WHAT TO WORK ON: Report every line in the entries below that contains the word "midrib", copying each such line in full.

****************

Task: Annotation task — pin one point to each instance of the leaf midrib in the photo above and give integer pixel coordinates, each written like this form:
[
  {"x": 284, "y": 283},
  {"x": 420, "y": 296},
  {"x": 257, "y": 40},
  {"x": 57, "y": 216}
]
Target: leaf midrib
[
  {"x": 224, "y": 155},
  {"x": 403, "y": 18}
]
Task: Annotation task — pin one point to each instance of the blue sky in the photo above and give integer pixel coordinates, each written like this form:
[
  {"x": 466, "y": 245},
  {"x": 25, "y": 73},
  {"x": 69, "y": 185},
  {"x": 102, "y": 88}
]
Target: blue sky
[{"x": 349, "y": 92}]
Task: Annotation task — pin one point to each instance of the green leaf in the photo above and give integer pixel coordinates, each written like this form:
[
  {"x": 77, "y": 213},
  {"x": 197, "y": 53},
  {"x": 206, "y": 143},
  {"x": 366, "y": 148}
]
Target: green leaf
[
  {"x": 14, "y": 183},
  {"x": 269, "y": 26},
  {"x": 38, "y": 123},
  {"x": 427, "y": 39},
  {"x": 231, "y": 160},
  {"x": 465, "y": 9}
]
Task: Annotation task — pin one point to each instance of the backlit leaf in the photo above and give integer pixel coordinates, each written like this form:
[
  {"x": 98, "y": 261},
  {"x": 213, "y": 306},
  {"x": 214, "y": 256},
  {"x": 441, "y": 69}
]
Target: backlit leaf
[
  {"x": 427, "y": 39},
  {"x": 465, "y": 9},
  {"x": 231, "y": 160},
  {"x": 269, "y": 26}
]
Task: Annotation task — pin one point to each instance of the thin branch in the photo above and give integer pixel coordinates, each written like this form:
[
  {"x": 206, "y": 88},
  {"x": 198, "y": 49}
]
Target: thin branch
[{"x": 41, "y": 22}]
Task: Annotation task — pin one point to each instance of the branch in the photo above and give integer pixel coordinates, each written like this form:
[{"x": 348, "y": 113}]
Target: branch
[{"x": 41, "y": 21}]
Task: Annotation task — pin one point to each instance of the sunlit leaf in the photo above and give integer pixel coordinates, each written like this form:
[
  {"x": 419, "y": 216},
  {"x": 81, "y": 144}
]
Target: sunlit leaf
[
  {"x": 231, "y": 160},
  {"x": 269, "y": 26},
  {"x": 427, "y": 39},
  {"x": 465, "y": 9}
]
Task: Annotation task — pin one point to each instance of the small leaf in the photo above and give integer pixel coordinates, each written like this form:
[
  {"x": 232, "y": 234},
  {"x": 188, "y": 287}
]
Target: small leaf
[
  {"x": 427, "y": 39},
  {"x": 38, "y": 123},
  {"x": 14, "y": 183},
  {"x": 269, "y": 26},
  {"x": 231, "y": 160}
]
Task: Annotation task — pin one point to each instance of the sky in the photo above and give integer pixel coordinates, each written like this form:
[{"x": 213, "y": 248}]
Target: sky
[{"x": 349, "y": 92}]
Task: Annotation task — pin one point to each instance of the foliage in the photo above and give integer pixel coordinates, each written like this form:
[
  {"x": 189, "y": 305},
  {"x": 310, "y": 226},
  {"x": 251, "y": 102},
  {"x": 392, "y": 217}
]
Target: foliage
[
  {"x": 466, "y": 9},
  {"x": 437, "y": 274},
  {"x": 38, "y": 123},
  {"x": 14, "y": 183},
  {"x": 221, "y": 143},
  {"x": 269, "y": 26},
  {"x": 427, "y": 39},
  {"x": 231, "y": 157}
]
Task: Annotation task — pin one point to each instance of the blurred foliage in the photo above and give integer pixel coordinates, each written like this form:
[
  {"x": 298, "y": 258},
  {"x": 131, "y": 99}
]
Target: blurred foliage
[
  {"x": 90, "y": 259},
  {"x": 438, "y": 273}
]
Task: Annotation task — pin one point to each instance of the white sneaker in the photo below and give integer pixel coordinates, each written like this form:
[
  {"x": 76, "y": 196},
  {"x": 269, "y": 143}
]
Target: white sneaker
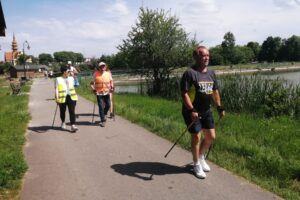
[
  {"x": 199, "y": 173},
  {"x": 204, "y": 165},
  {"x": 63, "y": 126},
  {"x": 74, "y": 128}
]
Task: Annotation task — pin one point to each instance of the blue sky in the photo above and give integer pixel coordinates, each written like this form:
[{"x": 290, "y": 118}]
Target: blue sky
[{"x": 96, "y": 27}]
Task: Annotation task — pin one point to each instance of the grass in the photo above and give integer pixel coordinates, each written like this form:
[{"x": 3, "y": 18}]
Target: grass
[
  {"x": 264, "y": 151},
  {"x": 14, "y": 117}
]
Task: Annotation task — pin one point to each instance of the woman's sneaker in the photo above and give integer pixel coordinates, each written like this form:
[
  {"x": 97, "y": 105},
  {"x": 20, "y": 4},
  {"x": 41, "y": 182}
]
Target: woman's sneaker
[
  {"x": 204, "y": 165},
  {"x": 198, "y": 171},
  {"x": 74, "y": 128},
  {"x": 63, "y": 126}
]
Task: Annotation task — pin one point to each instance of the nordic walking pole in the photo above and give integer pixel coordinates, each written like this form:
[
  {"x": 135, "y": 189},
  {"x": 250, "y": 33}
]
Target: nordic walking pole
[
  {"x": 54, "y": 115},
  {"x": 93, "y": 112},
  {"x": 180, "y": 137},
  {"x": 210, "y": 147}
]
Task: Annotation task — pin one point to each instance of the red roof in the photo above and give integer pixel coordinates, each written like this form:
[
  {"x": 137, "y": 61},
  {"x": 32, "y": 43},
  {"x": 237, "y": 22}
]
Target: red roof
[{"x": 8, "y": 56}]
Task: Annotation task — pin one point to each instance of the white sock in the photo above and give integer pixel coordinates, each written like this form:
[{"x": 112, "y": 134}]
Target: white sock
[{"x": 202, "y": 157}]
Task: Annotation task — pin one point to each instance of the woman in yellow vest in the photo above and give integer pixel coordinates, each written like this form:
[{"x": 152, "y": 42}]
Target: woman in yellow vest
[
  {"x": 65, "y": 95},
  {"x": 102, "y": 85}
]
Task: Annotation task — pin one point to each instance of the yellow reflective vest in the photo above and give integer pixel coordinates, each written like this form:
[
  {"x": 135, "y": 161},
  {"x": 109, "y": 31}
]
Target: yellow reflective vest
[
  {"x": 102, "y": 81},
  {"x": 62, "y": 87}
]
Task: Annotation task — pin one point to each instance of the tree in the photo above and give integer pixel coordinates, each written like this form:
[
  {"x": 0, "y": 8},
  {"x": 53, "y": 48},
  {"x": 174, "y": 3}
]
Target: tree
[
  {"x": 228, "y": 47},
  {"x": 64, "y": 56},
  {"x": 290, "y": 50},
  {"x": 156, "y": 46},
  {"x": 45, "y": 58},
  {"x": 270, "y": 49},
  {"x": 216, "y": 56},
  {"x": 255, "y": 47},
  {"x": 242, "y": 54}
]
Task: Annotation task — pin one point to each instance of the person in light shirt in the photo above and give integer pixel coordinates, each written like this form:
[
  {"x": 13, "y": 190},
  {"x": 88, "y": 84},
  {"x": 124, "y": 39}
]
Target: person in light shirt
[{"x": 102, "y": 85}]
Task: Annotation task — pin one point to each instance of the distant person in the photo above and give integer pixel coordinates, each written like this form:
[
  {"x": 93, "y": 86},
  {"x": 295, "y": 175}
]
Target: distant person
[
  {"x": 66, "y": 96},
  {"x": 50, "y": 73},
  {"x": 73, "y": 72},
  {"x": 198, "y": 88},
  {"x": 102, "y": 85},
  {"x": 111, "y": 109},
  {"x": 46, "y": 74}
]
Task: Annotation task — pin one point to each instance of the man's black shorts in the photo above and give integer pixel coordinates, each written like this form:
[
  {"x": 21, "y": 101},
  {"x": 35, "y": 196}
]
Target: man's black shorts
[{"x": 206, "y": 121}]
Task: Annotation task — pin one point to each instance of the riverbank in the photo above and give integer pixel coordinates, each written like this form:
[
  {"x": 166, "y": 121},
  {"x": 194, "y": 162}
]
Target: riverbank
[{"x": 260, "y": 70}]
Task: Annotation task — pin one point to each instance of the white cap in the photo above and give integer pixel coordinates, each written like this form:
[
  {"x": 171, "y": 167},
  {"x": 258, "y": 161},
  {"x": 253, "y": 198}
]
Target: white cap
[{"x": 101, "y": 64}]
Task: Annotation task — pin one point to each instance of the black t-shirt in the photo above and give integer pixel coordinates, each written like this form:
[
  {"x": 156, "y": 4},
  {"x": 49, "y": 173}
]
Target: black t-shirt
[{"x": 200, "y": 86}]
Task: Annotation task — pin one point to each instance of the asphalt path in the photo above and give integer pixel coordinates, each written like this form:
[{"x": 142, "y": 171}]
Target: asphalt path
[{"x": 119, "y": 161}]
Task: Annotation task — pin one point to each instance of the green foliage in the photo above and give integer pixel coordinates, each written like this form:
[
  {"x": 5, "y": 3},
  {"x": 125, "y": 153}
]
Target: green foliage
[
  {"x": 290, "y": 50},
  {"x": 228, "y": 45},
  {"x": 255, "y": 47},
  {"x": 64, "y": 56},
  {"x": 270, "y": 49},
  {"x": 14, "y": 117},
  {"x": 216, "y": 56},
  {"x": 45, "y": 58},
  {"x": 264, "y": 151},
  {"x": 4, "y": 67},
  {"x": 156, "y": 46},
  {"x": 254, "y": 93}
]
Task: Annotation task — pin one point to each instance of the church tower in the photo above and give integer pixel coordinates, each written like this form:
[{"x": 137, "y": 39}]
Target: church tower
[{"x": 14, "y": 45}]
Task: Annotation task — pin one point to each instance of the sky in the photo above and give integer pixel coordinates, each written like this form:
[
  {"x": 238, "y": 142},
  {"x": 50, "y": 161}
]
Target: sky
[{"x": 97, "y": 27}]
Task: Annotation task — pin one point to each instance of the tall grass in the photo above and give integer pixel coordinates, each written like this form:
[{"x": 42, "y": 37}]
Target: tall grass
[
  {"x": 259, "y": 95},
  {"x": 262, "y": 150},
  {"x": 14, "y": 117}
]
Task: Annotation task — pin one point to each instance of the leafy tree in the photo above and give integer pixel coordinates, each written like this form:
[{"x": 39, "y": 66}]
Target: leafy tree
[
  {"x": 255, "y": 47},
  {"x": 228, "y": 47},
  {"x": 270, "y": 49},
  {"x": 216, "y": 56},
  {"x": 45, "y": 58},
  {"x": 4, "y": 67},
  {"x": 64, "y": 56},
  {"x": 156, "y": 46},
  {"x": 242, "y": 55},
  {"x": 290, "y": 50}
]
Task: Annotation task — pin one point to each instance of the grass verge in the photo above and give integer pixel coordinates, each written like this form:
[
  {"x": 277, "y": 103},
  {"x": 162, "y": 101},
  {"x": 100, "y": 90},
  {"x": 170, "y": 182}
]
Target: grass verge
[
  {"x": 14, "y": 117},
  {"x": 264, "y": 151}
]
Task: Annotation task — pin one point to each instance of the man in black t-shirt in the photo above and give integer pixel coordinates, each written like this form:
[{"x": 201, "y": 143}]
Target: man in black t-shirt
[{"x": 198, "y": 88}]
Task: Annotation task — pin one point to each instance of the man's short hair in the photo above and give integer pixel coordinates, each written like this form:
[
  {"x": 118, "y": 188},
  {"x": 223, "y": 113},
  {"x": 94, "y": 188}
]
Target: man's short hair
[
  {"x": 64, "y": 68},
  {"x": 196, "y": 51}
]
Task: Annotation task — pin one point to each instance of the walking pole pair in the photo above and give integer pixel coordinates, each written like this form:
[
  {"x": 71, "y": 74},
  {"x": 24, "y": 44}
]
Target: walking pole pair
[
  {"x": 211, "y": 145},
  {"x": 54, "y": 115},
  {"x": 93, "y": 112},
  {"x": 189, "y": 126}
]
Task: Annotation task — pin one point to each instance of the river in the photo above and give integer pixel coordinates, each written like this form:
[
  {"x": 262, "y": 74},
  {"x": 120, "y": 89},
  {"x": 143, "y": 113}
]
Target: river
[{"x": 135, "y": 86}]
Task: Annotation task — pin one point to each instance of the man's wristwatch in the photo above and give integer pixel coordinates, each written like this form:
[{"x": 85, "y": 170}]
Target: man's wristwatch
[
  {"x": 220, "y": 109},
  {"x": 192, "y": 110}
]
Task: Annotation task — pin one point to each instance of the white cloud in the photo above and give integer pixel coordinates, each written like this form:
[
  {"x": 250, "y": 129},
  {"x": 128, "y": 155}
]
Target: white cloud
[
  {"x": 287, "y": 3},
  {"x": 98, "y": 27},
  {"x": 119, "y": 7}
]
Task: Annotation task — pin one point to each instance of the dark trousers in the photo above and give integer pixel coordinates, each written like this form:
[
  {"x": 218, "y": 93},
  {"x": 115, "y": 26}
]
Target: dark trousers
[
  {"x": 104, "y": 105},
  {"x": 71, "y": 107}
]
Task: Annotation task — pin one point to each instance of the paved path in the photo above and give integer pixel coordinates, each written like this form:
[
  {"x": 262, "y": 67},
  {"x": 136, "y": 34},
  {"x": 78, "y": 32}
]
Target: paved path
[{"x": 120, "y": 161}]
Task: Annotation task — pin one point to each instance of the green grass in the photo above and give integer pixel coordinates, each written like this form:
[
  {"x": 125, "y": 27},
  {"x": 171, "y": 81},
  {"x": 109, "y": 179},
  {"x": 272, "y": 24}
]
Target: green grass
[
  {"x": 14, "y": 117},
  {"x": 264, "y": 151}
]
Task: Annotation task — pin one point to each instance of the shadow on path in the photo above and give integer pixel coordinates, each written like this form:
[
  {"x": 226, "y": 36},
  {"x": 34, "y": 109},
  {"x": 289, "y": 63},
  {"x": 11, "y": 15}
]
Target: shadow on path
[
  {"x": 139, "y": 169},
  {"x": 44, "y": 129}
]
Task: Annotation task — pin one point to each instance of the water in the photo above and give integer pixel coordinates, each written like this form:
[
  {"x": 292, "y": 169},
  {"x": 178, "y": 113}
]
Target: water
[
  {"x": 135, "y": 86},
  {"x": 293, "y": 77}
]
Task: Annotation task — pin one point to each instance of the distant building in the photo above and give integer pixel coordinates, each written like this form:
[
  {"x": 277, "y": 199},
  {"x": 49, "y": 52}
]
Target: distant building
[
  {"x": 2, "y": 22},
  {"x": 13, "y": 55},
  {"x": 30, "y": 70}
]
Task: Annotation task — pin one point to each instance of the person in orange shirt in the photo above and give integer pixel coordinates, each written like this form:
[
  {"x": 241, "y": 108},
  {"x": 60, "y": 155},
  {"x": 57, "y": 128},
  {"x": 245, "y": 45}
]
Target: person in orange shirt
[{"x": 102, "y": 86}]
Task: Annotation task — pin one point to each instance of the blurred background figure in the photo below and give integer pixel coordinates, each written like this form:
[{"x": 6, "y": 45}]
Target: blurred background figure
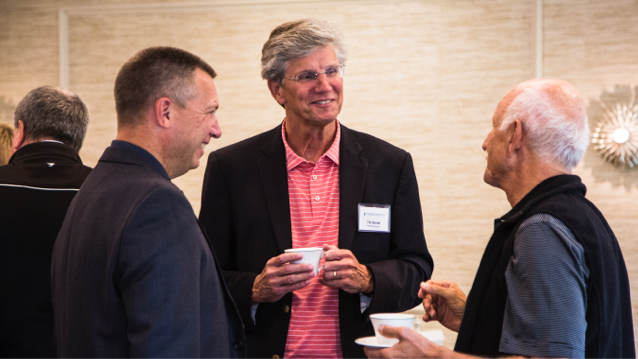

****************

EXERCISE ANSWER:
Task: Annotation task — pin one point to each instance of the leaf midrib in the photo above and give integer pixel coordinates, each written like this form:
Target: leaf midrib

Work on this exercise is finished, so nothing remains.